Four hospitals from the Kent Community Health NHS FT (KCHFT) will hand over their adult community services to Virgin Care after the private giant beat three foundation trusts in the race to lead the region’s adult healthcare.

Following a year-long procurement process, the two CCGs covering the catchment area – NHS Dartford, Gravesham & Swanley and NHS Swale – awarded the £18m contract to Virgin, effective from 1 April.

The services set to transfer include community nursing, community hospital services, intermediate care, community neuro rehabilitation, speech and language therapy, podiatry and continence services.

This will affect the current providers, Kent Community Health NHS FT and Medway Community Healthcare – whose staff can transfer across to Virgin under the same terms – and will impact four local hospitals responsible for running commissioned services.

The CCGs said Virgin beat the three other local NHS organisations bidding for the contract following an evaluation of hospital and community NHS staff, local GPs, patients, commissioners and health experts.

Seven bids were considered at first, but only four progressed onto the shortlist – after which Virgin was considered the best at demonstrating to CCGs how they could meet the aims and objectives for the region’s health services.

The contract will run for the next seven years, with the potential to be extended by another three years.

Patricia Davies, accountable officer for both the CCGs, which plan and buy most health services in the area, said: “We look forward to working with Virgin Care towards the delivery of high quality and sustainable community health services not just for today, but for years to come.

“As part of our commitment to ongoing patient and stakeholder feedback, with the assistance of a panel of patient representatives, we will continue to work closely with all parties to ensure a smooth and seamless transition for patients.”

^^^^^^^^^^^^^^^^

> Activity A:
Rewrite the stretch of the article on Virgin Care's Kent contract from "This will affect" through "region’s health services.", putting "final round" in place of "shortlist".
> Activity B:
Pick up the article on Virgin Care's Kent contract where it ends, and write the next few sentences.

> Provided data:
^^^^^^^^^^^^^^^^

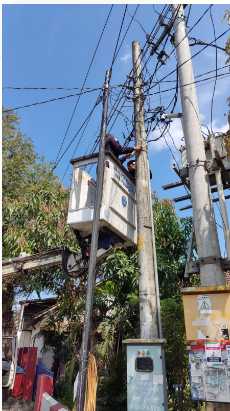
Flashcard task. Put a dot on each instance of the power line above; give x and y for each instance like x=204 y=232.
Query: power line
x=85 y=79
x=216 y=67
x=114 y=55
x=194 y=82
x=136 y=20
x=91 y=90
x=53 y=99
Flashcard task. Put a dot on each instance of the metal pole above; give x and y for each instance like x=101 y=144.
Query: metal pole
x=223 y=209
x=147 y=286
x=160 y=331
x=93 y=255
x=203 y=212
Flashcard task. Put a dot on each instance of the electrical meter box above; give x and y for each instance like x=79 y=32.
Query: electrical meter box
x=118 y=207
x=207 y=323
x=146 y=380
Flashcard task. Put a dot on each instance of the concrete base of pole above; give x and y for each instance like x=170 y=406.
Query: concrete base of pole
x=211 y=406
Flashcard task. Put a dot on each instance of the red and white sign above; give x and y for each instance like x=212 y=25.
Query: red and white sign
x=213 y=353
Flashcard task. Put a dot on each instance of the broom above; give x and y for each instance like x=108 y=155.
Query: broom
x=91 y=385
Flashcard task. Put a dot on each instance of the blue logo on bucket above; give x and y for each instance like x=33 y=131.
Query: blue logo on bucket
x=124 y=201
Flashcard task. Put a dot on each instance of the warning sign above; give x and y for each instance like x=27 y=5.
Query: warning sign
x=213 y=353
x=204 y=304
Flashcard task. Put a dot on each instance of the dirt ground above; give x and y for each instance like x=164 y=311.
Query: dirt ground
x=17 y=405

^^^^^^^^^^^^^^^^

> Answer area A:
This will affect the current providers, Kent Community Health NHS FT and Medway Community Healthcare – whose staff can transfer across to Virgin under the same terms – and will impact four local hospitals responsible for running commissioned services.

The CCGs said Virgin beat the three other local NHS organisations bidding for the contract following an evaluation of hospital and community NHS staff, local GPs, patients, commissioners and health experts.

Seven bids were considered at first, but only four progressed onto the final round – after which Virgin was considered the best at demonstrating to CCGs how they could meet the aims and objectives for the region’s health services.

> Answer area B:
Virgin’s regional director, Richard Comerford, argued that the private company has a strong track record of delivering highly-rated NHS community health services. The firm has recently taken over community child health services in Wiltshire under a £64m contract.

But KCHFT’s lead governor, Ken Rodgers, said he was unhappy that the contract was given to a private bidder.

He told the BBC: “Foundation trusts have at their core public governors, elected by the local community, to look after their interests in building and monitoring these services, which is not the case for private contractors.

“This change is against all the values of public representation that I stand for.”

According to the CCGs, there are no plans to cut services, with commissioners specifying from the start that the successful bidder must be “responsive to any future changes in local health requirements” and forecast population growth. Any changes to service provision would have to follow a formal process, including consultation.

No services will be moved around as a result of the bid, CCGs said, and Virgin’s performance will be “regularly reviewed as part of a robust contract management process”.

Commissioners also expect to attract “some savings” across the lifespan of the contract, pledging to reinvest these back into local frontline services.